▶ Goals:
• 1. In the passage on redirected touching:
(a) Who developed the technique?
(b) What drawback of passive haptics displays does it name?
(c) What does the technique exploit so that one real object can provide haptic feedback for many differently shaped virtual objects?
• 2. Could you carry on the passage on redirected touching, starting right after its final sentence?

▶ Document excerpt:
Redirected touching is a technique developed by Luv Kohli, a computer scientist, in which virtual space is warped to map several virtual objects to one real object that serves as a passive haptic prop. The real hand motion is therefore mapped differently in relation to the virtual hand motion, introducing discrepancies that compensate for the differences between the real and virtual objects. Like Redirected Walking, this technique also uses errors in human perception to introduce discrepancies between the virtual environment (VE) and the real one. This technique would not be of use if the differential mapping would be noticeable to the user  . For example, if a user moved her hand in a VE and there was a 10cm difference between touching the virtual object and sensing the real one, the user might be disconcerted and the immersion broken . Previous experimental results have concluded that the mapping can be predictably unnoticeable and with little effect on task performance  .
Virtual environments and haptic feedback
A problem with virtual environments is that virtual objects cannot be felt. This lack of haptic feedback makes the interaction with the VE feel unnatural, possibly reducing the sense of presence . Passive haptics (physical props) are a way to provide compelling touch feedback for virtual objects and are commonly used in VEs. The virtual objects are mapped to the real props, generally on a relation of one-to-one  . Providing haptic feedback significantly enhance a VE user’s experience, resulting in a more compelling experience because the user touches a real object . However, passive haptics displays are inflexible. When changing an object in the VE, it is necessary to change the associated real object . Evidence has suggested that passive haptics are generally preferred over absent touch feedback, providing also improvements in the performance of precision tasks as well as in spatial knowledge.
Although, traditionally, the objects between the VE and real-world have been mapped one-to-one (as can be seen in the example provided on figure 1), this mapping is not necessarily required. With redirected touching, a single physical object can provide haptic feedback for several virtual objects in the VE (figure 2) by warping the virtual space  . This introduces a discrepancy between the real and virtual hand motions. As an example, a physical flat table could provide haptic feedback for a sloped virtual table by showing the virtual hand moving along a slope while the user’s hand moves on the flat table (1). This technique exploits visual dominance in relation to other senses in order for a single real object to provide haptic feedback for many differently shaped virtual objects    .

▶ Information shown:
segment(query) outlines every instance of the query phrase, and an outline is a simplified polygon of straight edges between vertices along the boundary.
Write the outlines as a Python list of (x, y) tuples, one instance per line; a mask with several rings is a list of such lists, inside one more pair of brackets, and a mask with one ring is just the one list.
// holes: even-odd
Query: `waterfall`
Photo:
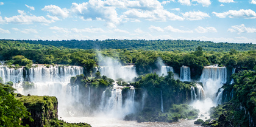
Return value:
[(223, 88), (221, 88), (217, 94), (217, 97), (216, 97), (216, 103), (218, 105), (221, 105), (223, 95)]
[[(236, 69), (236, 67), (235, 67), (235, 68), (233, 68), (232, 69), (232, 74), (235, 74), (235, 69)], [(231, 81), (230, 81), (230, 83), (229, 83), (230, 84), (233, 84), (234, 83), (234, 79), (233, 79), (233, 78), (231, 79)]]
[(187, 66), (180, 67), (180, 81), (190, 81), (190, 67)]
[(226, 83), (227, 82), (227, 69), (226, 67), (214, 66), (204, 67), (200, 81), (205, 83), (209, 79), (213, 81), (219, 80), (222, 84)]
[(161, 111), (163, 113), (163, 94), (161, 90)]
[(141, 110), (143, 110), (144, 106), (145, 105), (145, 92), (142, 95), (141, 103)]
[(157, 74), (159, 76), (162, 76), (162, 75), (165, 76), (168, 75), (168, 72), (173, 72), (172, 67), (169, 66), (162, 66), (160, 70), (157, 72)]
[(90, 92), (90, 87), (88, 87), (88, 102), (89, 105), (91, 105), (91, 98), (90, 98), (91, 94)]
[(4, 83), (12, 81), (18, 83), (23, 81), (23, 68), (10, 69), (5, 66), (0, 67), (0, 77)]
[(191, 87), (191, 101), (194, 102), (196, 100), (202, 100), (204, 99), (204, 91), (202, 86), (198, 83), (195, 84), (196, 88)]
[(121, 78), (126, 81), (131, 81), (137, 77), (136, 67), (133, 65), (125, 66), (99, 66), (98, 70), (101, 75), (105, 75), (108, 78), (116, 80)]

---

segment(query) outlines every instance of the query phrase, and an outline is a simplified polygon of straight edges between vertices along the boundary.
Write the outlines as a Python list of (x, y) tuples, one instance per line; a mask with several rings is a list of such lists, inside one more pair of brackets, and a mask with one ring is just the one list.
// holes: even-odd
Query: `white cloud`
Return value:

▶ Answers to the exercises:
• 1.
(a) Luv Kohli, a computer scientist.
(b) They are inflexible: changing an object in the virtual environment requires changing the associated real object.
(c) Visual dominance in relation to the other senses.

• 2.
As with redirected walking, redirected touching takes advantage of errors in human perception, in this case where the sense of touch and vision are concerned. According to Kohli et al. (2013), “vision usually dominates proprioception when the two conflict; people tend to believe their hand is where they see it, rather than where they feel it.” A person wearing distorting glasses when moving his hand along a straight surface will feel it as curved. Another example is that when subjects are holding an object through a cloth as they view the same object through distorting lens, they believe that the object they held was more similar to the image of the shape seen instead of the shape that they felt. In another study, subjects pushed a piston mounted on a passive isometric input device with their thumb while they were shown a virtual spring that compressed as they applied force to the real piston. Although the real piston did not physically move, their perception of the spring stiffness was influenced by viewing the virtual spring (3). Finally, it has been demonstrated that it is possible to influence the perception of elasticity of a physical elastic deformable surface by altering the amount of deformation that is made by the user’s hand on a virtual object .
Visual dominance is not, generally, complete. When exposed to real haptic and virtual cube-shaped objects with discrepant edge curvatures, the users perceive the curvature of the object to be intermediate between the two. Human sensory signals are weighted by their reliability: more reliable signals will be given more weight  . In this way, redirected touching leverages this visual dominance to allow for discrepancies between real and virtual objects to go unnoticed. As described above, this process is analogous with redirected walking, where a discrepancy is introduced between the user’s head rotation and the virtual head rotation, allowing for the exploration of large VEs while being in a smaller and limited physical location .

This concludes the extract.